• Given request
Please convert the records below into a Markdown table, starting at the line containing "Question. Indicate one point on each instance of the green" and ending at the line containing "Question. Indicate one point on each instance of the woman with". Use a Row column for the row number and a Line column for the line itself, and leave out blank lines.

Start of Exercise inputs

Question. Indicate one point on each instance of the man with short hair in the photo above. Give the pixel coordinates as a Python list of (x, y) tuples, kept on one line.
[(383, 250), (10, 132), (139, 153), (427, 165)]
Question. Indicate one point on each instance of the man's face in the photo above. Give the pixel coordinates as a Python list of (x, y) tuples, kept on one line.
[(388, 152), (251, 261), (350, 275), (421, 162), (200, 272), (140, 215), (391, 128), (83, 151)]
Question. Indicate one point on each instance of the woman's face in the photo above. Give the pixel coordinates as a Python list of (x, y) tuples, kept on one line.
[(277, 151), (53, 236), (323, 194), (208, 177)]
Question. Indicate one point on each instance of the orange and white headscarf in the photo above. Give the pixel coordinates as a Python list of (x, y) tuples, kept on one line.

End of Exercise inputs
Start of Exercise inputs

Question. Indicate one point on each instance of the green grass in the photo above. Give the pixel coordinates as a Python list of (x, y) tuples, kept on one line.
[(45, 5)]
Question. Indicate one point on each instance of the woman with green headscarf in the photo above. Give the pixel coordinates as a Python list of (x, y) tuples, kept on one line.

End of Exercise inputs

• The result
| Row | Line |
|---|---|
| 1 | Question. Indicate one point on each instance of the green grass in the photo above. Give the pixel coordinates as a Python list of (x, y) tuples, kept on one line. |
| 2 | [(45, 5)] |
| 3 | Question. Indicate one point on each instance of the woman with green headscarf in the photo above. Give the pixel coordinates as a Python list of (x, y) tuples, kept on one line. |